» **REQUIREMENT A**
What is text classification, according to the text classification notes?
» **REQUIREMENT B**
Write the next part of the text classification notes, starting after the final bullet point shown.

» **PROVIDED TEXT**
<a href="https://colab.research.google.com/github/middlebury-csci-0451/CSCI-0451/blob/main/lecture-notes/text-classification.ipynb" target="_parent">Open these notes in Google Colab</a>

<a href="https://colab.research.google.com/github/middlebury-csci-0451/CSCI-0451/blob/main/lecture-notes/text-classification-live.ipynb" target="_parent">Open the live version in Google Colab</a>


*Major components of this set of lecture notes are based on the [Text Classification](https://pytorch.org/tutorials/beginner/text_sentiment_ngrams_tutorial.html) tutorial from the PyTorch documentation*. 

## Deep Text Classification and Word Embedding

In this set of notes, we'll discuss the problem of *text classification*. Text classification is a common problem in which we aim to classify pieces of text into different categories. These categories might be about:

- **Subject matter**: is this news article about news, fashion, finance?

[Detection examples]

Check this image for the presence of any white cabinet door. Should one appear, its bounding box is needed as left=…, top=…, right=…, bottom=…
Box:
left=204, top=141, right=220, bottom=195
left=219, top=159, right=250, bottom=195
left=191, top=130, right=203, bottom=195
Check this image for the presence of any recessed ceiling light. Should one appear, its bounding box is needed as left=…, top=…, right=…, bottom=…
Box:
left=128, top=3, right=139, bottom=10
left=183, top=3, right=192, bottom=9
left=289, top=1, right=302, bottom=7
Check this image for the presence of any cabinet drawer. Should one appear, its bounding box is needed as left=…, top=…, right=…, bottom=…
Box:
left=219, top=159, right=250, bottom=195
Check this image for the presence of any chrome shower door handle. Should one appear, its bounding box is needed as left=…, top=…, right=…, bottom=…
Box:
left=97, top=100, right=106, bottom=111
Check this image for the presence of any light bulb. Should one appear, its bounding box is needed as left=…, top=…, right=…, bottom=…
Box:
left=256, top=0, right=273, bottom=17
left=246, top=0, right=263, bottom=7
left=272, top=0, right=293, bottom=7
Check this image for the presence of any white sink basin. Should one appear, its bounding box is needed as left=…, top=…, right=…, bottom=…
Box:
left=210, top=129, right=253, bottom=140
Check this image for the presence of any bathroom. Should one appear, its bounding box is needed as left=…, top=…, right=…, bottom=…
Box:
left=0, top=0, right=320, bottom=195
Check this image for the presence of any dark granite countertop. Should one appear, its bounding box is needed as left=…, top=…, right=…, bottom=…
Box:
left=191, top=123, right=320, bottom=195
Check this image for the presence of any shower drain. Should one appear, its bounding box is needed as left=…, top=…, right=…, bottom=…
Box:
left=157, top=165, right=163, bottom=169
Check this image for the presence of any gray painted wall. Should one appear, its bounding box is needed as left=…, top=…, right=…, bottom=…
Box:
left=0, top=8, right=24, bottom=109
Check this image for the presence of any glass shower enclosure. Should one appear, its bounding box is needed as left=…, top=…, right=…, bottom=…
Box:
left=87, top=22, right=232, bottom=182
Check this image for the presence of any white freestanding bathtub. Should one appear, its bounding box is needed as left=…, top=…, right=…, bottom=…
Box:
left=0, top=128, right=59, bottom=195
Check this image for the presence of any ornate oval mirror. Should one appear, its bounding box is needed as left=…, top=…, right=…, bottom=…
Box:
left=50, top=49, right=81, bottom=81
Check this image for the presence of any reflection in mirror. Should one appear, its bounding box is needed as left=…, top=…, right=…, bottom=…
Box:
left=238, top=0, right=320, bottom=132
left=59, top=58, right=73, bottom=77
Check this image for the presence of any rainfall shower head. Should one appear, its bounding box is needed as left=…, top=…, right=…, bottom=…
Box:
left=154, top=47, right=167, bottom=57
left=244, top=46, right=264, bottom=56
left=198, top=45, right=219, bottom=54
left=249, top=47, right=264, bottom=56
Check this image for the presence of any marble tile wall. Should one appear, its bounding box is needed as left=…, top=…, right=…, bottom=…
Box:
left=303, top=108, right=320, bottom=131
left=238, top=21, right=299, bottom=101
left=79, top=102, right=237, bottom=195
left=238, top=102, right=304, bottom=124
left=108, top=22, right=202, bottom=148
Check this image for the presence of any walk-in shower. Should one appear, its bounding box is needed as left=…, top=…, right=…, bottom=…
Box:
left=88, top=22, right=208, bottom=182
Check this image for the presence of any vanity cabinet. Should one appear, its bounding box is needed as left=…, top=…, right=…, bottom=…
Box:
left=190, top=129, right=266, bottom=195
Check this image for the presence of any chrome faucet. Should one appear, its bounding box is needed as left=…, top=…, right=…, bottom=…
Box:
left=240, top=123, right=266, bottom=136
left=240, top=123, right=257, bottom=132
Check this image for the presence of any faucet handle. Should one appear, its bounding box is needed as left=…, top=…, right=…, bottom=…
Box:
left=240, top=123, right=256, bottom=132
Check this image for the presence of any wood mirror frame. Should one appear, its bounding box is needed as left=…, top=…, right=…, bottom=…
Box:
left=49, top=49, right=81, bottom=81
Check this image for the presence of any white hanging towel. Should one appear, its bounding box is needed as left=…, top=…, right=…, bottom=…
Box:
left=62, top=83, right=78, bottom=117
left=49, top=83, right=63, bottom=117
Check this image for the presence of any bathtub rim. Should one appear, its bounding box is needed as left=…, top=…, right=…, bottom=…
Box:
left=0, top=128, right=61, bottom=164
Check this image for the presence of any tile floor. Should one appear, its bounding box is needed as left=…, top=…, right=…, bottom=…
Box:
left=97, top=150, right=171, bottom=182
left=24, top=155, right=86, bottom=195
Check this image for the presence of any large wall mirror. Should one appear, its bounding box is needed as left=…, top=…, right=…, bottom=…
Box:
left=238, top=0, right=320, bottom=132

» **EXERCISE RESPONSE A**
It is a common problem in which we aim to classify pieces of text into different categories.

» **EXERCISE RESPONSE B**
- **Emotional valence**: is this tweet happy or sad? Excited or calm? This particular class of questions is so important that it has its own name: sentiment analysis.
- **Automated content moderation**: is this Facebook comment a possible instance of abuse or harassment? Is this Reddit thread promoting violence? Is this email spam?

We saw text classification previously when we first considered the problem of vectorizing pieces of text. We are now going to look at a somewhat more contemporary approach to text using *word embeddings*. 


In [705]:
import pandas as pd
import torch
import numpy as np
from torchsummary import summary

# for embedding visualization later
import plotly.express as px 
import plotly.io as pio

# for VSCode plotly rendering
# pio.renderers.default = "plotly_mimetype+notebook_connected"
pio.renderers.default = "plotly_mimetype+notebook"

pio.templates.default = "plotly_white"

from sklearn.model_selection import train_test_split

import spacy

device = torch.device("cuda" if torch.cuda.is_available() else "cpu")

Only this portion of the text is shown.